### DOCUMENT SEGMENT
>>>
In the case of text parsing, individual characters can be interpreted as commands, but more generally, a command could be a user input in an application or even a chunk of binary data with a fixed size. The effect of the same command might differ based on the commands the State has already received. To use the task of parsing a number from a set of characters as an example, each digit of the number is a command, and based on the rules the State uses to interpret these commands, the outcome could differ substantially.

Starting from a string of text "121683", parsing the value can be approached in two ways. Either the parser starts at one end or the other. Using the same process, but different rules, the same outcome can be achieved. The rule when starting from the right is "interpreting the command as an integer, multiply the next command by the power of ten equal to the number of commands processed and add it to the value in the State. Afterwards, add one to the count.". The State in this case is an object of the form:

State { value: 0 count: 0 }


Each step would yield:

3 -> 3*10^0 + 0 = 3 -> { value: 3, count: 1 }
8 -> 8*10^1 + 3 = 83 -> { value: 83, count: 2 }
6 -> 6*10^2 + 83 = 683 -> { value: 683, count: 3 }
1 -> 1*10^3 + 683 = 1683 -> { value: 1683, count: 4 }
2 -> 2*10^4 + 1683 = 21683 -> { value: 21683, count: 5 }
1 -> 1*10^5 + 21683 = 121683 -> { value: 121683, count: 6 }


The rule for receiving commands from the left would be "interpreting the command as an integer, multiply the value in the state by 10 and add it to the next command". The state is:

State { value: 0 }


The steps would be:

1 -> 10*0 + 1 = 1
2 -> 10*1 + 2 = 12
1 -> 10*12 + 1 = 121
6 -> 10*121 + 6 = 1216
8 -> 10*1216 + 8 = 12168
3 -> 10*12168 + 3 = 121683


In the second example, there is no need to count the number of times a command has been accepted. The State can, of course, store any variables that allow it to apply its rules correctly. In the case of these two examples, only one rule is needed that is either independent of the State or is a pure function of stored values. In more complex text parsing, there could be many sets of rules that are applied in response to different configurations of the State.
<<<
### DATA LINES
>>>
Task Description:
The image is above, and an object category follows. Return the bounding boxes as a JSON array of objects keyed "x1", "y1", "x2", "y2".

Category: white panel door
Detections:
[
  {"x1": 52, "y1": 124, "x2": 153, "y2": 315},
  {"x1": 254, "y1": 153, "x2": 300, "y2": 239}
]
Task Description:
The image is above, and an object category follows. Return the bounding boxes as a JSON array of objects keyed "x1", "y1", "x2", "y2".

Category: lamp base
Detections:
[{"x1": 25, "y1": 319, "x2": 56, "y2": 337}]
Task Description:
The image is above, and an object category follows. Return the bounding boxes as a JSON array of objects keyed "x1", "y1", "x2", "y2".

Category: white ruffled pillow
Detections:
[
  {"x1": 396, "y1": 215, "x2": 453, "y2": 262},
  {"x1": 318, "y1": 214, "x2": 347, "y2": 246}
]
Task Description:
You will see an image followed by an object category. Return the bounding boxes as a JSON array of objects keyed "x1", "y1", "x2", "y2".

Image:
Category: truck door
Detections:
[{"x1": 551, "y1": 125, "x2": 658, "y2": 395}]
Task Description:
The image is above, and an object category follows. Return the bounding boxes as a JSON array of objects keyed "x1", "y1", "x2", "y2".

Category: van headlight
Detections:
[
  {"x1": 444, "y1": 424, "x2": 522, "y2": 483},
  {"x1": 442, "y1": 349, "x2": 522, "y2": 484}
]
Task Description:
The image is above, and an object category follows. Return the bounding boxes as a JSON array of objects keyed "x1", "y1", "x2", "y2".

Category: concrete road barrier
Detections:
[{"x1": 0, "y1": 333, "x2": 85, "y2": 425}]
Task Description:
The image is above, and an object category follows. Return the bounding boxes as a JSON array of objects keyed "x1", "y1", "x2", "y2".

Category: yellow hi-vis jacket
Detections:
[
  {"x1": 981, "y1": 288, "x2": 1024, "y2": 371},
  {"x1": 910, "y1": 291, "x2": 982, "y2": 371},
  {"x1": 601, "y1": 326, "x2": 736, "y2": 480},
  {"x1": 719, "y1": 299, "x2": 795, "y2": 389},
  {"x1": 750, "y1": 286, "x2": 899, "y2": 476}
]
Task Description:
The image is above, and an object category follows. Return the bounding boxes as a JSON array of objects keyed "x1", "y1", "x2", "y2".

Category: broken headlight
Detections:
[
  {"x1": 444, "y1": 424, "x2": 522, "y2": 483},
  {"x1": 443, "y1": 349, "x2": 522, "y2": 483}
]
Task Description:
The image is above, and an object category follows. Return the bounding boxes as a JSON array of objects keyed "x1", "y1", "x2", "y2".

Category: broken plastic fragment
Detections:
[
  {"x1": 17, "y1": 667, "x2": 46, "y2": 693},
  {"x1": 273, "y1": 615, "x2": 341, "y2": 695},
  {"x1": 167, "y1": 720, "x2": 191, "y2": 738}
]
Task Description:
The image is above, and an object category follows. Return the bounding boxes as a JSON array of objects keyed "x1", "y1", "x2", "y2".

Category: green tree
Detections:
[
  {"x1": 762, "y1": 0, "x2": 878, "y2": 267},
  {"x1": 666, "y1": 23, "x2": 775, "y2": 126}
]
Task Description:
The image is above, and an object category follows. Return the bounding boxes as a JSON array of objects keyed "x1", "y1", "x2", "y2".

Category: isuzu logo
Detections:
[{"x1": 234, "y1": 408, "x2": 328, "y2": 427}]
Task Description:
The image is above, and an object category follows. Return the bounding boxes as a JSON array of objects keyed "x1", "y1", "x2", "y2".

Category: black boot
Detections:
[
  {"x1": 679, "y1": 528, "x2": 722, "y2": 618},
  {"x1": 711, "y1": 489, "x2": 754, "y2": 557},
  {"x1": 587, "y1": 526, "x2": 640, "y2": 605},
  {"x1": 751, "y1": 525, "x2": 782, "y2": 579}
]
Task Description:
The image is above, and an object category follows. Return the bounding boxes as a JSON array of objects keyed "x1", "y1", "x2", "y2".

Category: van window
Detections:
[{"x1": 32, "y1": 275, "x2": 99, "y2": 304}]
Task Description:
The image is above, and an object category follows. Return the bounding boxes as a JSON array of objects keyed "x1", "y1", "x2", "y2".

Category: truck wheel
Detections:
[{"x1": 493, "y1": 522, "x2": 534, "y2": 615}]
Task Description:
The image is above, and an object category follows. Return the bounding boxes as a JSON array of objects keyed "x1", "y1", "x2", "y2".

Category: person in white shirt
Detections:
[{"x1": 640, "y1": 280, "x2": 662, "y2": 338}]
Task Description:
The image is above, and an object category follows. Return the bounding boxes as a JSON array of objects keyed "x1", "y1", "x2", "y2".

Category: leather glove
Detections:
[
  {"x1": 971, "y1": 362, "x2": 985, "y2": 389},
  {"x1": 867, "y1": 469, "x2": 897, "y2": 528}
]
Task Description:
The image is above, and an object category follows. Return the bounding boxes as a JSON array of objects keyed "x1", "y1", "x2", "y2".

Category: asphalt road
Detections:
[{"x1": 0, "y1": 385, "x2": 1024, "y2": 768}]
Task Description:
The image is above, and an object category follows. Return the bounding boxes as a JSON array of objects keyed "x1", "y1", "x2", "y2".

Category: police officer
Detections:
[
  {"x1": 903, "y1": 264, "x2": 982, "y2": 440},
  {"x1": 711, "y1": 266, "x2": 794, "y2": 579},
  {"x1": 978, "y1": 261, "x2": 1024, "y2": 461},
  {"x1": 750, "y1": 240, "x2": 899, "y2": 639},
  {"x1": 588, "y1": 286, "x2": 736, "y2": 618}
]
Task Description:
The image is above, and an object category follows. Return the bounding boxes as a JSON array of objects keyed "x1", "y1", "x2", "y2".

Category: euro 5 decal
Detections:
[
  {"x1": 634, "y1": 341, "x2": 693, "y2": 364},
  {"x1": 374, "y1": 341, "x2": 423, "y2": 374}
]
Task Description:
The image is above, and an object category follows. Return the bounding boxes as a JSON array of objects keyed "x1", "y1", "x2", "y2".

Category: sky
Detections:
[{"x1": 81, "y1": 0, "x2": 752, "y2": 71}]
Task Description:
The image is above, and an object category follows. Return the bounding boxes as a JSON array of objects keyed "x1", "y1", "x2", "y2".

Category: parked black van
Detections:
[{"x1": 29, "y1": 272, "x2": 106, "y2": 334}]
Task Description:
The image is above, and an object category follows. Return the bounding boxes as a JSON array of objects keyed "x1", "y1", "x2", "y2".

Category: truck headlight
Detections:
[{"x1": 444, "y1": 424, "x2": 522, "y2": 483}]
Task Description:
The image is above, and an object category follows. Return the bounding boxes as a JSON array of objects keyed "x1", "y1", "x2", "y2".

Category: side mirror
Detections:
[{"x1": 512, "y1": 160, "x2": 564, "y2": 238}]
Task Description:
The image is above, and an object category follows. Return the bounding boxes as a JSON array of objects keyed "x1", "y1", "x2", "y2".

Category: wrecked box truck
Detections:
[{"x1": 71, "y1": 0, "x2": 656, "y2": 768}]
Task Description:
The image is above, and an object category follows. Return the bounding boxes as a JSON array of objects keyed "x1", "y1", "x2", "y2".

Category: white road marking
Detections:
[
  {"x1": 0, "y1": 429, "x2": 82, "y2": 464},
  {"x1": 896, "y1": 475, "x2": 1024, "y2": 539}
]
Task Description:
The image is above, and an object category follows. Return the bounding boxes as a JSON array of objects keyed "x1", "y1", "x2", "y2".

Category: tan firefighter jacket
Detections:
<<<
### DO THIS
Reproduce verbatim the passage on parsing digits with a State, starting at "The steps would" and ending at "of the State.".

### ANSWER FOR THIS EXERCISE
The steps would be:

1 -> 10*0 + 1 = 1
2 -> 10*1 + 2 = 12
1 -> 10*12 + 1 = 121
6 -> 10*121 + 6 = 1216
8 -> 10*1216 + 8 = 12168
3 -> 10*12168 + 3 = 121683


In the second example, there is no need to count the number of times a command has been accepted. The State can, of course, store any variables that allow it to apply its rules correctly. In the case of these two examples, only one rule is needed that is either independent of the State or is a pure function of stored values. In more complex text parsing, there could be many sets of rules that are applied in response to different configurations of the State.